* Provided entries:
-.-.-
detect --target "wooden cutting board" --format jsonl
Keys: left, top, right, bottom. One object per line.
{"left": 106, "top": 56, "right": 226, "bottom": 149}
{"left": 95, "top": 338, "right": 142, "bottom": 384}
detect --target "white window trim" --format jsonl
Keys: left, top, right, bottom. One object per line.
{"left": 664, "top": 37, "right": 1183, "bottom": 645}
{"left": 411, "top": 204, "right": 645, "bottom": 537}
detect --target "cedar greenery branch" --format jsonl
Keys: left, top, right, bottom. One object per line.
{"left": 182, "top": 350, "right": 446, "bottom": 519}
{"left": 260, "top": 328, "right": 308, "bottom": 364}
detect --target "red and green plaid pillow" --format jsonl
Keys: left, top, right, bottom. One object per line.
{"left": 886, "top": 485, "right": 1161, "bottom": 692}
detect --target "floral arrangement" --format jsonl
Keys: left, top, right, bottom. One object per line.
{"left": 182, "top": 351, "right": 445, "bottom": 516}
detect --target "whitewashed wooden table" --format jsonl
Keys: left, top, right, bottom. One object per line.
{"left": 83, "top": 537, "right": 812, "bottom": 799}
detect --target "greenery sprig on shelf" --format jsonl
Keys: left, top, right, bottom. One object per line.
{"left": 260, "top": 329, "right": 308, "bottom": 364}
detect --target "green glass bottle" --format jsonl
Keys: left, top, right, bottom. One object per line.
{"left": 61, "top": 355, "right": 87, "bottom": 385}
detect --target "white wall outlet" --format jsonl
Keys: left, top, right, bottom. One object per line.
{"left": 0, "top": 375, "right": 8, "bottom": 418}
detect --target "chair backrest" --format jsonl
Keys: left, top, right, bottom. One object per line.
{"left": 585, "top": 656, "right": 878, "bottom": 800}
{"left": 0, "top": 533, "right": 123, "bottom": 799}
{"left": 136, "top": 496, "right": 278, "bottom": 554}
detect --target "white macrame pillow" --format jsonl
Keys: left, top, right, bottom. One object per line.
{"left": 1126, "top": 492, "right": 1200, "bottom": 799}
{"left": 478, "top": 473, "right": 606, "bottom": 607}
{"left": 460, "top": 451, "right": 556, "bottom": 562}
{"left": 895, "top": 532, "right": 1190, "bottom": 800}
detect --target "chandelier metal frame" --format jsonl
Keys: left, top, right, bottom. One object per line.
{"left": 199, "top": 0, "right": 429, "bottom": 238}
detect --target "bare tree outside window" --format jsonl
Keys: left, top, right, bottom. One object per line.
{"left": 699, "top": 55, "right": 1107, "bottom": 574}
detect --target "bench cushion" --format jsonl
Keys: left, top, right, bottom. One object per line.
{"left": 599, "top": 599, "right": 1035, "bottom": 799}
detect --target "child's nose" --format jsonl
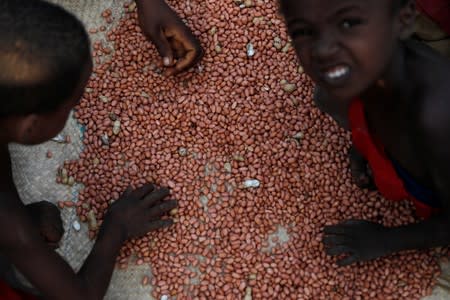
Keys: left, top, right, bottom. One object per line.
{"left": 312, "top": 34, "right": 339, "bottom": 61}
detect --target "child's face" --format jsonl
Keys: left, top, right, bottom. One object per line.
{"left": 20, "top": 61, "right": 92, "bottom": 145}
{"left": 281, "top": 0, "right": 405, "bottom": 102}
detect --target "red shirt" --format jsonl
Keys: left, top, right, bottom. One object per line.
{"left": 0, "top": 280, "right": 38, "bottom": 300}
{"left": 348, "top": 99, "right": 440, "bottom": 219}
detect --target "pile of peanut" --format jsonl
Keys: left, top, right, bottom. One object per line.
{"left": 60, "top": 1, "right": 441, "bottom": 299}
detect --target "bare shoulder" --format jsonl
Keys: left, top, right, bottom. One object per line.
{"left": 418, "top": 91, "right": 450, "bottom": 148}
{"left": 411, "top": 42, "right": 450, "bottom": 142}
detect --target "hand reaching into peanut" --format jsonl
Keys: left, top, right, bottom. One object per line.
{"left": 104, "top": 183, "right": 177, "bottom": 240}
{"left": 136, "top": 0, "right": 203, "bottom": 76}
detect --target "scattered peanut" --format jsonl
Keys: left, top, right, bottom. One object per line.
{"left": 62, "top": 2, "right": 442, "bottom": 299}
{"left": 142, "top": 275, "right": 149, "bottom": 286}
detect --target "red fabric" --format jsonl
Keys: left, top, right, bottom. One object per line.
{"left": 417, "top": 0, "right": 450, "bottom": 35}
{"left": 0, "top": 280, "right": 38, "bottom": 300}
{"left": 348, "top": 99, "right": 436, "bottom": 219}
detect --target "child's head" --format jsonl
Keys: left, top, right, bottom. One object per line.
{"left": 0, "top": 0, "right": 92, "bottom": 145}
{"left": 279, "top": 0, "right": 416, "bottom": 102}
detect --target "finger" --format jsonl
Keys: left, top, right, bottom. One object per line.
{"left": 169, "top": 38, "right": 187, "bottom": 59}
{"left": 146, "top": 219, "right": 174, "bottom": 232}
{"left": 337, "top": 255, "right": 359, "bottom": 267}
{"left": 325, "top": 245, "right": 352, "bottom": 256}
{"left": 323, "top": 220, "right": 364, "bottom": 234}
{"left": 322, "top": 235, "right": 351, "bottom": 246}
{"left": 152, "top": 28, "right": 174, "bottom": 67}
{"left": 164, "top": 34, "right": 202, "bottom": 75}
{"left": 148, "top": 200, "right": 178, "bottom": 218}
{"left": 122, "top": 186, "right": 133, "bottom": 197}
{"left": 165, "top": 48, "right": 201, "bottom": 76}
{"left": 133, "top": 183, "right": 155, "bottom": 199}
{"left": 134, "top": 219, "right": 174, "bottom": 238}
{"left": 341, "top": 219, "right": 365, "bottom": 226}
{"left": 323, "top": 225, "right": 350, "bottom": 235}
{"left": 142, "top": 187, "right": 171, "bottom": 206}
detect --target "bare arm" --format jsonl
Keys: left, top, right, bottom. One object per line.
{"left": 322, "top": 98, "right": 450, "bottom": 265}
{"left": 0, "top": 192, "right": 123, "bottom": 300}
{"left": 386, "top": 106, "right": 450, "bottom": 251}
{"left": 0, "top": 148, "right": 176, "bottom": 300}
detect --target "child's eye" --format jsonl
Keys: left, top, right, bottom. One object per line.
{"left": 340, "top": 18, "right": 363, "bottom": 30}
{"left": 291, "top": 27, "right": 314, "bottom": 39}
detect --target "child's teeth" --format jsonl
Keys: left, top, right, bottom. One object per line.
{"left": 326, "top": 67, "right": 348, "bottom": 79}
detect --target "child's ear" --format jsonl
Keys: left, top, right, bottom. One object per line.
{"left": 397, "top": 0, "right": 417, "bottom": 40}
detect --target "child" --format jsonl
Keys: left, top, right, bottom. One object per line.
{"left": 0, "top": 0, "right": 177, "bottom": 298}
{"left": 279, "top": 0, "right": 450, "bottom": 266}
{"left": 311, "top": 0, "right": 450, "bottom": 136}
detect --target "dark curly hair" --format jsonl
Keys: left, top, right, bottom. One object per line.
{"left": 0, "top": 0, "right": 90, "bottom": 117}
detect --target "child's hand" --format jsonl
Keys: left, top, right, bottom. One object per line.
{"left": 105, "top": 184, "right": 177, "bottom": 240}
{"left": 137, "top": 0, "right": 203, "bottom": 76}
{"left": 26, "top": 201, "right": 64, "bottom": 249}
{"left": 322, "top": 220, "right": 391, "bottom": 266}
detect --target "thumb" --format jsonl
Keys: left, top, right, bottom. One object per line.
{"left": 153, "top": 28, "right": 174, "bottom": 67}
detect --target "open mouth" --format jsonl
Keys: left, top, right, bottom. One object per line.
{"left": 320, "top": 64, "right": 351, "bottom": 86}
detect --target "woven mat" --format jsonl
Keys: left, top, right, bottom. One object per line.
{"left": 8, "top": 1, "right": 450, "bottom": 299}
{"left": 9, "top": 1, "right": 154, "bottom": 299}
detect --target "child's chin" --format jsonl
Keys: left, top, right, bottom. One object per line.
{"left": 326, "top": 88, "right": 359, "bottom": 104}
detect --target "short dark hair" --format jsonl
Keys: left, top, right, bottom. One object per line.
{"left": 0, "top": 0, "right": 90, "bottom": 117}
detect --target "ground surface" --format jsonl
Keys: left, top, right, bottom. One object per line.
{"left": 8, "top": 0, "right": 450, "bottom": 299}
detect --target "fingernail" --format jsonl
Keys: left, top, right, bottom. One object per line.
{"left": 163, "top": 57, "right": 171, "bottom": 66}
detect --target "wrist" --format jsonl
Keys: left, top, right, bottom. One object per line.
{"left": 381, "top": 227, "right": 397, "bottom": 253}
{"left": 100, "top": 213, "right": 127, "bottom": 243}
{"left": 383, "top": 225, "right": 419, "bottom": 253}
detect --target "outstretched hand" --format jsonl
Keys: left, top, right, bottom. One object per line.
{"left": 137, "top": 0, "right": 203, "bottom": 76}
{"left": 105, "top": 184, "right": 177, "bottom": 240}
{"left": 323, "top": 220, "right": 392, "bottom": 266}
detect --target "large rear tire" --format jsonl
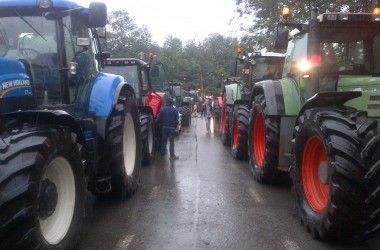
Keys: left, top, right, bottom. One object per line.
{"left": 360, "top": 132, "right": 380, "bottom": 239}
{"left": 291, "top": 107, "right": 378, "bottom": 241}
{"left": 231, "top": 104, "right": 249, "bottom": 160}
{"left": 0, "top": 122, "right": 84, "bottom": 249}
{"left": 220, "top": 97, "right": 232, "bottom": 146}
{"left": 248, "top": 94, "right": 282, "bottom": 184}
{"left": 179, "top": 105, "right": 191, "bottom": 127}
{"left": 140, "top": 113, "right": 155, "bottom": 166}
{"left": 104, "top": 89, "right": 142, "bottom": 199}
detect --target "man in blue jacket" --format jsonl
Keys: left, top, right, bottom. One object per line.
{"left": 157, "top": 97, "right": 179, "bottom": 160}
-.-.-
* Work to complete: All lines that hold the word "peanut" should be copied from the data.

* Response area:
detect --target "pile of peanut" --format jsonl
detect --target "hand reaching into peanut" --format jsonl
detect --target "scattered peanut" --format jsonl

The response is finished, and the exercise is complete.